_WORK TO BE COMPLETED_:
Repeat the lines from the line with "Objective — one dot per instance of the jar with flax" to the line with "Objective — one dot per instance of the white sock." in the listing below, keeping both end lines and adding nothing.

_DATA TO PROCESS_:
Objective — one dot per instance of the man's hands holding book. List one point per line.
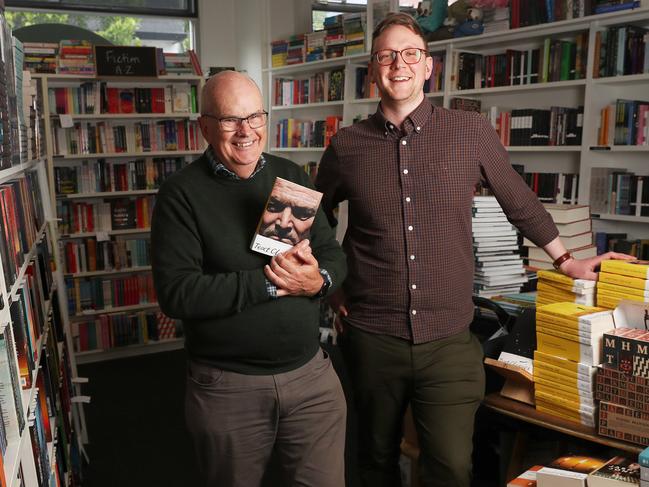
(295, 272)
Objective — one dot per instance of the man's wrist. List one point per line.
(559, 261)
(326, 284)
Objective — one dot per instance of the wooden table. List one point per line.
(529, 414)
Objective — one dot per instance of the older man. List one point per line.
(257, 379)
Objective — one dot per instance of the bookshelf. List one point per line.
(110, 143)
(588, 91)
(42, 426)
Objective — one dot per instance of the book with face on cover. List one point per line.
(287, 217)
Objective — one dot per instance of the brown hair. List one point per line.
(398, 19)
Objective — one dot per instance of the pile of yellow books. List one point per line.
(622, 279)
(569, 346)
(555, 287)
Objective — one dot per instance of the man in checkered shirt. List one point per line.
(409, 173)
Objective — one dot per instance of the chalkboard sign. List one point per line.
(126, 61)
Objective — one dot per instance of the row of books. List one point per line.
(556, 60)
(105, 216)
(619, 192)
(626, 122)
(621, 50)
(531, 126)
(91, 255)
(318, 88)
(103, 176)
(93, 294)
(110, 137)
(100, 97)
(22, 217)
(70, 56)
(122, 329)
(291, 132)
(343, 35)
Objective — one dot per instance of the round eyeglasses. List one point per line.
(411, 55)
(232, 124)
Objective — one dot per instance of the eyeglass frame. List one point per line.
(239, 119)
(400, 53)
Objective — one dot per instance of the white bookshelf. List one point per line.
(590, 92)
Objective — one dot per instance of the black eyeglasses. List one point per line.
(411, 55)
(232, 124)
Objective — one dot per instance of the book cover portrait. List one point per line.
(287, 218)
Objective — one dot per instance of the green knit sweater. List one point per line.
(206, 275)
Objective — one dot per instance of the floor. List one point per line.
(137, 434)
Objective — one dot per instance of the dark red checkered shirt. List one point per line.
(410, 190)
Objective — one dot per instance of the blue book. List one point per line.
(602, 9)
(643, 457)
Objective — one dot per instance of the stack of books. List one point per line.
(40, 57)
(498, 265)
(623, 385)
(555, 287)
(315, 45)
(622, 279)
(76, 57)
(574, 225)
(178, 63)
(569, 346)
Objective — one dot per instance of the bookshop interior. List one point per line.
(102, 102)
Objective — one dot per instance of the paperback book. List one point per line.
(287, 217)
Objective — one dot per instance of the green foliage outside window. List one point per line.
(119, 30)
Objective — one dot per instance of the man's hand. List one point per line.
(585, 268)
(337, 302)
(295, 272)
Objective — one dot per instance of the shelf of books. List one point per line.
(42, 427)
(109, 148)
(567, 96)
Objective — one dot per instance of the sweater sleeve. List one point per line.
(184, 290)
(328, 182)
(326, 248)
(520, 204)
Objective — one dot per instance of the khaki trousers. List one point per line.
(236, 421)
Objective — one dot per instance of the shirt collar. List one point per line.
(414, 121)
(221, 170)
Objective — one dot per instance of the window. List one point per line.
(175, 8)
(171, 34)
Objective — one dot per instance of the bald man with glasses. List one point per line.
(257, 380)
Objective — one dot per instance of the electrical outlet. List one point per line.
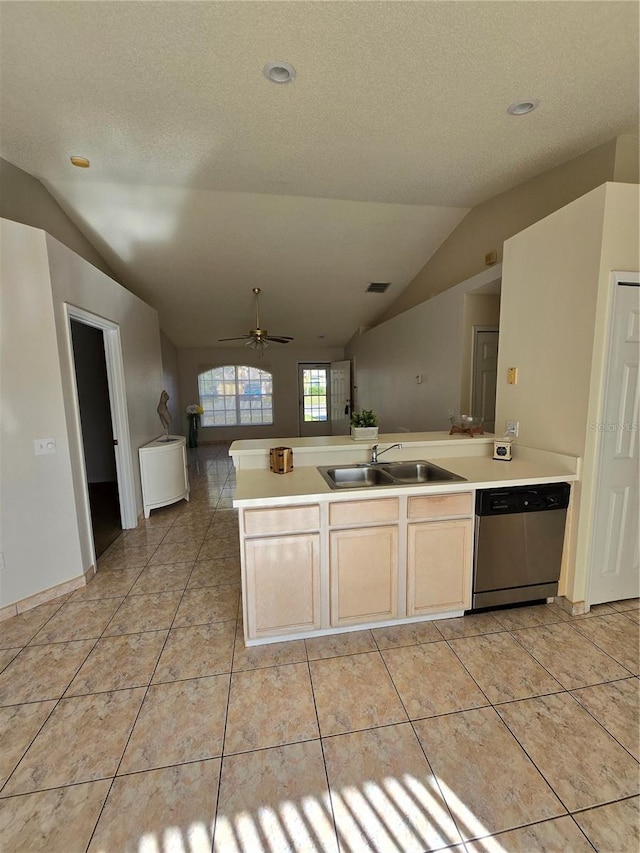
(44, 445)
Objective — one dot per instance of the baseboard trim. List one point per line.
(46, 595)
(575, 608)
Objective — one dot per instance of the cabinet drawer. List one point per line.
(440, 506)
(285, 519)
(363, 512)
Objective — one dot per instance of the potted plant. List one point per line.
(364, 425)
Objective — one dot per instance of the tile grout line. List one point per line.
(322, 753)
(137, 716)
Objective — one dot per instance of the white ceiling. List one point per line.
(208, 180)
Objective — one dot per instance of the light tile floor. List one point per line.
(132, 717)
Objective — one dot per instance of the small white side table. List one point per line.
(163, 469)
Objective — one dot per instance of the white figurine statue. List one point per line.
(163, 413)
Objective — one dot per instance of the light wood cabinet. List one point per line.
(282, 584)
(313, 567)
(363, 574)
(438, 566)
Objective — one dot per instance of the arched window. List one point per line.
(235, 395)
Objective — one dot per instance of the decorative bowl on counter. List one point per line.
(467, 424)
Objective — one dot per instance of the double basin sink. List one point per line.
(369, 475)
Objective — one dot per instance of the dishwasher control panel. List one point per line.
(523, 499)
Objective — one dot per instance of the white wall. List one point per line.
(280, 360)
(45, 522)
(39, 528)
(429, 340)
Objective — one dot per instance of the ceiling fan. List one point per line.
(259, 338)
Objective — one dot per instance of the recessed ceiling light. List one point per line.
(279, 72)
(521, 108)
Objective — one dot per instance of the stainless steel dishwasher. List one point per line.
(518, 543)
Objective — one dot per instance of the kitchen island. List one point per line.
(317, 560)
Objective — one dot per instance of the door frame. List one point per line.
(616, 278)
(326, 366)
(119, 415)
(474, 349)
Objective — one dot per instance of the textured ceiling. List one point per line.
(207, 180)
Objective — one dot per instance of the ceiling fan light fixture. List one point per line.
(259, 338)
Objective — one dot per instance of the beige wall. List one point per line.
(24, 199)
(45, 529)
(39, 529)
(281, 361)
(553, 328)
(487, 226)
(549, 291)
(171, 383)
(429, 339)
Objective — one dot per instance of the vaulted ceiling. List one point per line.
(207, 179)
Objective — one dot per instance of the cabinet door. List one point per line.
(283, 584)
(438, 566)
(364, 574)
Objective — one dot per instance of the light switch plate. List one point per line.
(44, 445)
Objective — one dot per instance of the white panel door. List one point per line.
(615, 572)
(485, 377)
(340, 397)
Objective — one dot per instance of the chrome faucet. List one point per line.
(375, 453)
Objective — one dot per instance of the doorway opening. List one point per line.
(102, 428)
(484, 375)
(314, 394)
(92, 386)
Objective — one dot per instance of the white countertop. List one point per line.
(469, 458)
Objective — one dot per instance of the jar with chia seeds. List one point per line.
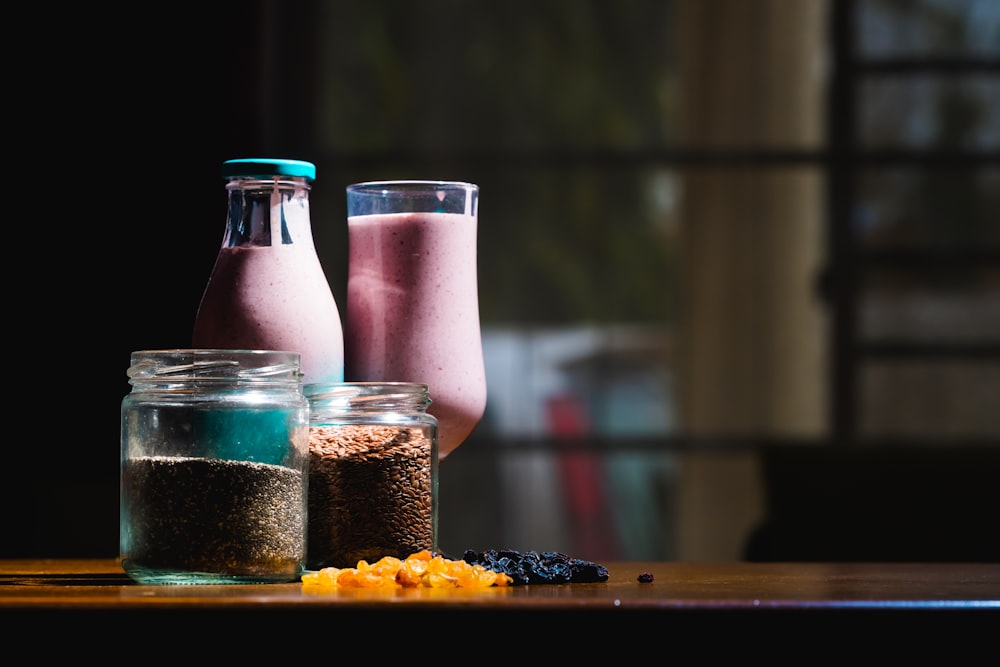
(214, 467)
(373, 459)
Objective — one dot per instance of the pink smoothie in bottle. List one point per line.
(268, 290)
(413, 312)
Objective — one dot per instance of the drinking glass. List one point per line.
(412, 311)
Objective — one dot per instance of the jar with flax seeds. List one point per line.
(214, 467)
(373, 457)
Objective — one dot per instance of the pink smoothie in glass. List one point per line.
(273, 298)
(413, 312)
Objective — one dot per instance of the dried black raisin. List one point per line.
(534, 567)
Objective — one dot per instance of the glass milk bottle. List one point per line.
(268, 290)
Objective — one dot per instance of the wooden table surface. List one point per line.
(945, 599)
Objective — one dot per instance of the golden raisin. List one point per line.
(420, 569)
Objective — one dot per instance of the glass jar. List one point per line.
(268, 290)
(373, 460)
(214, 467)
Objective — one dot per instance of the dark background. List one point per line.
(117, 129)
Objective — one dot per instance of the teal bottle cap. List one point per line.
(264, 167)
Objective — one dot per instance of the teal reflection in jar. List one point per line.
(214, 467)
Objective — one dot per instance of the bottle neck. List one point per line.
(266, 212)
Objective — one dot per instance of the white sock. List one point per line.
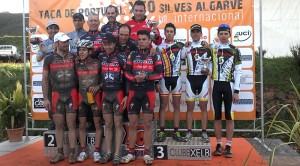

* * *

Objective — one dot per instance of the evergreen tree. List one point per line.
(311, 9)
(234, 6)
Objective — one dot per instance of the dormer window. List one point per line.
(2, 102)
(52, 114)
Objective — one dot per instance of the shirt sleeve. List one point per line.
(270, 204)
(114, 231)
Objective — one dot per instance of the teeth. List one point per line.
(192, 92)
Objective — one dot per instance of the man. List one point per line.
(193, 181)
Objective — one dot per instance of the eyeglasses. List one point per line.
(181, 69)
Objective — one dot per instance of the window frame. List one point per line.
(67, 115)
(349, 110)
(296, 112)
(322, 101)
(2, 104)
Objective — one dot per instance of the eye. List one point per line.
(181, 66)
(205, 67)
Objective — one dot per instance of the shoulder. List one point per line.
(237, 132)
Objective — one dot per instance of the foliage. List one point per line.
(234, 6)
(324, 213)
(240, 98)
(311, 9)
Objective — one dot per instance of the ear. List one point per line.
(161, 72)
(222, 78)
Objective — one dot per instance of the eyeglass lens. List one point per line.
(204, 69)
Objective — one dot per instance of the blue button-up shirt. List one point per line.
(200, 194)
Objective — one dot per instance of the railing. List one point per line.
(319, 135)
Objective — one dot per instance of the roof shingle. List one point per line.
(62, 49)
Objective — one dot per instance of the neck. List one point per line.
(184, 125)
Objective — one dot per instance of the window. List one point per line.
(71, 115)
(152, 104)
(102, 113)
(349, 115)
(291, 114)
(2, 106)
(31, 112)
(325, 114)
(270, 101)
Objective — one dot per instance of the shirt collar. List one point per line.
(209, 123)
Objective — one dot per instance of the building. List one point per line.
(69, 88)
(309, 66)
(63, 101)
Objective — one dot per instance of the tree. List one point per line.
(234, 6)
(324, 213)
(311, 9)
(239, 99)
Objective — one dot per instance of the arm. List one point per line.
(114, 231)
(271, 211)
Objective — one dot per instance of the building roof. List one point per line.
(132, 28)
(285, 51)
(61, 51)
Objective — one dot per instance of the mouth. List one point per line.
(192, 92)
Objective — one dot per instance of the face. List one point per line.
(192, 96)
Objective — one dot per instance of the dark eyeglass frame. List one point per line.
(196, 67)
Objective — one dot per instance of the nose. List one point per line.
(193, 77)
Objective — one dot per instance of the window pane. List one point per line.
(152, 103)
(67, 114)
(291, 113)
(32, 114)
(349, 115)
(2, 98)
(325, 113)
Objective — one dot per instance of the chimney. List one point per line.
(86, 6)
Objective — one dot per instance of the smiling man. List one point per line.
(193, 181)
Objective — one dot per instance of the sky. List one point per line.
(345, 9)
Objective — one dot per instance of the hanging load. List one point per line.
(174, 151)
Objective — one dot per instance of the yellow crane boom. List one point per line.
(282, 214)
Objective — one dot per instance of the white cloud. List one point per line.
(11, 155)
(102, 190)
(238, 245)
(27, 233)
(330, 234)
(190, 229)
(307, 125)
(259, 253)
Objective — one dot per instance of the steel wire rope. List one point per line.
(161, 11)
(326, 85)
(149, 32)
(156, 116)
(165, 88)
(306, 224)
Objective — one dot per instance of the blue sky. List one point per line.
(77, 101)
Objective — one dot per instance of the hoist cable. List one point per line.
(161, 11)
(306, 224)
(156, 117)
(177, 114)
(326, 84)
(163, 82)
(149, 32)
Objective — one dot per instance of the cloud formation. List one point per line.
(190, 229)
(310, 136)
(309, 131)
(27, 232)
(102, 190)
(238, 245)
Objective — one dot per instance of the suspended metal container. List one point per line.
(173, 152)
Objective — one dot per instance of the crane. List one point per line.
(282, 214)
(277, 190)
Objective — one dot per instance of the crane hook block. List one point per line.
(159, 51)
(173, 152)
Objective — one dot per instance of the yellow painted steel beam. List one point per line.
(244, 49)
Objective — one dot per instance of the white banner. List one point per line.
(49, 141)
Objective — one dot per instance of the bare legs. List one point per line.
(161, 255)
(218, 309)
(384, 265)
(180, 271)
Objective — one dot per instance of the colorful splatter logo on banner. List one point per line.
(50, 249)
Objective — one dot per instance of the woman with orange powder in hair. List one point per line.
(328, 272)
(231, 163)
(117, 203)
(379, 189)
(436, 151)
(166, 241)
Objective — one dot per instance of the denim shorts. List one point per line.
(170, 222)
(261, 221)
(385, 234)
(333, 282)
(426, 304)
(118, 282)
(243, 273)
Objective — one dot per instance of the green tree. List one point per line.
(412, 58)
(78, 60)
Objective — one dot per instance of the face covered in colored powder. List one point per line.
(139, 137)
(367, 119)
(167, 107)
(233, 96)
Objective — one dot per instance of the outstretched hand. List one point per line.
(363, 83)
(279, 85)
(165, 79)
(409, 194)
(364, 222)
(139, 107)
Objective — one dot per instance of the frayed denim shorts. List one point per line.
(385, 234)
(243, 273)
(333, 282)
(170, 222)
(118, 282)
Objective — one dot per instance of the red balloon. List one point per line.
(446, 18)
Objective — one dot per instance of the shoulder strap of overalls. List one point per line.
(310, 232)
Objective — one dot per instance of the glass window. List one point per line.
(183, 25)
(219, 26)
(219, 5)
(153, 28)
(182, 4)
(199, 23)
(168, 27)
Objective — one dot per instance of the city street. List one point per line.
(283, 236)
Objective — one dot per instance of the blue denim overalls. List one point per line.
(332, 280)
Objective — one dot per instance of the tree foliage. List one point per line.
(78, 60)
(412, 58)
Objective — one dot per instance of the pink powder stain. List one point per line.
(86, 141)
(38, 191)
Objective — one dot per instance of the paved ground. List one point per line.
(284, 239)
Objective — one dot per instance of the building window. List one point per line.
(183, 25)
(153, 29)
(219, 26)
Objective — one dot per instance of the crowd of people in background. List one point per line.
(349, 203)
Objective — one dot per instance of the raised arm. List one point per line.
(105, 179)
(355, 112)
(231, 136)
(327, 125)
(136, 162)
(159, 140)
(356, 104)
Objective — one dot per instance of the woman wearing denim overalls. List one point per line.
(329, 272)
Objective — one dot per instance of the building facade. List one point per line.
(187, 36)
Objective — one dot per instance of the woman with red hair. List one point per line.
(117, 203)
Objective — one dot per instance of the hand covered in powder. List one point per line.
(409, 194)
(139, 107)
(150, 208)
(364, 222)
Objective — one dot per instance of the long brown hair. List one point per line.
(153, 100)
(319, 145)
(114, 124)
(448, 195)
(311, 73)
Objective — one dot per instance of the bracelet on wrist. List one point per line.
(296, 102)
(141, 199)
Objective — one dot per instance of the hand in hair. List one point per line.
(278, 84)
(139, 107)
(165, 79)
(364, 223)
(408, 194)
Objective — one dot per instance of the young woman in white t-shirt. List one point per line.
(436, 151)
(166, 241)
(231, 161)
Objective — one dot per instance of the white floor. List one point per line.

--

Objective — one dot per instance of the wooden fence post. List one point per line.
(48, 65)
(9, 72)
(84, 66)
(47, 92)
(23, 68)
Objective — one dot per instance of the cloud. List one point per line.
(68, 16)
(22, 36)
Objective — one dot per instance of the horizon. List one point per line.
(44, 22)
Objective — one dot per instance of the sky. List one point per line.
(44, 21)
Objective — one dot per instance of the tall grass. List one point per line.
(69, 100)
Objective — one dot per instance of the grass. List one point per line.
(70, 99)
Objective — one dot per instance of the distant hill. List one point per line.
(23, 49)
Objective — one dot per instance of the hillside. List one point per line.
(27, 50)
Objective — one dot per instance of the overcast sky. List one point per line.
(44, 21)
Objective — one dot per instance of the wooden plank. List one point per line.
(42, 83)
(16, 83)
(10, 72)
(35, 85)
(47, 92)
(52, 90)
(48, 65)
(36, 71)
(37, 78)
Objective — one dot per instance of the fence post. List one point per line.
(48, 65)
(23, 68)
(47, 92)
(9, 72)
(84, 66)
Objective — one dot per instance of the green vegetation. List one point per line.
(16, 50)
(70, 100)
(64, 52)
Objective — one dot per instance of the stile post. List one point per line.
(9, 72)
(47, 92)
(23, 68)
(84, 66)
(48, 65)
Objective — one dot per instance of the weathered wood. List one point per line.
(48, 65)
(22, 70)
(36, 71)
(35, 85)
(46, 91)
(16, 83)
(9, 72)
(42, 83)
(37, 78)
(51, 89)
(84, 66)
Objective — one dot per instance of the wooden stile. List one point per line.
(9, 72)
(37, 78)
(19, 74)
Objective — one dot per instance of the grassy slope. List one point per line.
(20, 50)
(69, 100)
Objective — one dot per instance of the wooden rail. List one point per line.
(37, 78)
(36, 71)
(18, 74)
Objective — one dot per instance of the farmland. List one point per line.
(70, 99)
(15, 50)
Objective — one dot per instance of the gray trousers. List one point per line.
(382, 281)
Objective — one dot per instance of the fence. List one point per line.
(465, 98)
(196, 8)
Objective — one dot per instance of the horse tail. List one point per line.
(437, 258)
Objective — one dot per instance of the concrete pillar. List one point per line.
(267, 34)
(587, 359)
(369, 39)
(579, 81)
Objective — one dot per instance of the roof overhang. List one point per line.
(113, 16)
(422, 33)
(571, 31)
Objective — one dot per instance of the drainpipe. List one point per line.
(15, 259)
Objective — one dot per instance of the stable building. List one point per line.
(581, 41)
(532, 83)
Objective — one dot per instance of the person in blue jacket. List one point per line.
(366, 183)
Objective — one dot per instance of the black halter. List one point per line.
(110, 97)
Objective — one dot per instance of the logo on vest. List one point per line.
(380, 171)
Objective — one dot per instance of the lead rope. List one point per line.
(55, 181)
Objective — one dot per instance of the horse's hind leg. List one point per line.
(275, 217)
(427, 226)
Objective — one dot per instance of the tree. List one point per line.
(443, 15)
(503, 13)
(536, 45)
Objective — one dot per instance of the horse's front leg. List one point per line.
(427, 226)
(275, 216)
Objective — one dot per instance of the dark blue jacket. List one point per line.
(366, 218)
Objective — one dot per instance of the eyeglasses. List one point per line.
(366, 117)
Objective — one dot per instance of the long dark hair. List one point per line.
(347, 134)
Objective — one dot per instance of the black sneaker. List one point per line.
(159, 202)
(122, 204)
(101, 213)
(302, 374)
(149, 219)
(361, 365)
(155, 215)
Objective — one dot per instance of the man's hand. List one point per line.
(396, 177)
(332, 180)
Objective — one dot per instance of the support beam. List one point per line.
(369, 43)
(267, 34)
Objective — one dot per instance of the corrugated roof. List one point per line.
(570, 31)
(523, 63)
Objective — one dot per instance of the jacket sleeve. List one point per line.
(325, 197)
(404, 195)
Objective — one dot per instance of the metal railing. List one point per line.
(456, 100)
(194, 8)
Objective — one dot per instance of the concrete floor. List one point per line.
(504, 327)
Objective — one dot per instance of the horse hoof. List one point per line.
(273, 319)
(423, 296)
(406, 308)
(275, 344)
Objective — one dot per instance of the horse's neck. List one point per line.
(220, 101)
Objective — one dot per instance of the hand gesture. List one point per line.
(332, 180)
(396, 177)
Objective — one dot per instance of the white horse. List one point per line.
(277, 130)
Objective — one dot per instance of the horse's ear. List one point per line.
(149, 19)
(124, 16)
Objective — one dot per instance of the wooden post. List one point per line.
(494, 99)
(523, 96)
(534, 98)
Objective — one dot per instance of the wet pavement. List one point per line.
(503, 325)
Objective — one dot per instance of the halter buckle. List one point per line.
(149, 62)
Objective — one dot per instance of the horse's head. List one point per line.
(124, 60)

_RESPONSE AREA_:
Objective — one dot per instance of the jar with flax seeds. List one point per line.
(214, 467)
(373, 457)
Objective — one dot per instance of the pink smoothie in glass. List one point per line.
(273, 298)
(413, 312)
Objective — one dot per instance of the dried black raisin. List one point per line.
(534, 567)
Objective — one dot per instance of the glass milk bottle. List one point per line.
(268, 290)
Objective — one dot per instance of the wooden table surface. List one point per line.
(945, 599)
Objective — one dot per instance of the golden raisin. List one point per line.
(420, 569)
Objective — one dot per instance of the glass jar. List one point per line.
(268, 290)
(373, 460)
(214, 467)
Objective — one dot per instance of the dark background. List one point per line.
(117, 129)
Objective — one dot per instance of the teal bottle cap. List one point per line.
(264, 167)
Objective — one dot per instance of the teal reflection in jar. List one point per line.
(214, 467)
Objective — one dot per instance of the bottle neck. List one point per line.
(266, 212)
Objective — one dot per instance of the white sock. List one point per line.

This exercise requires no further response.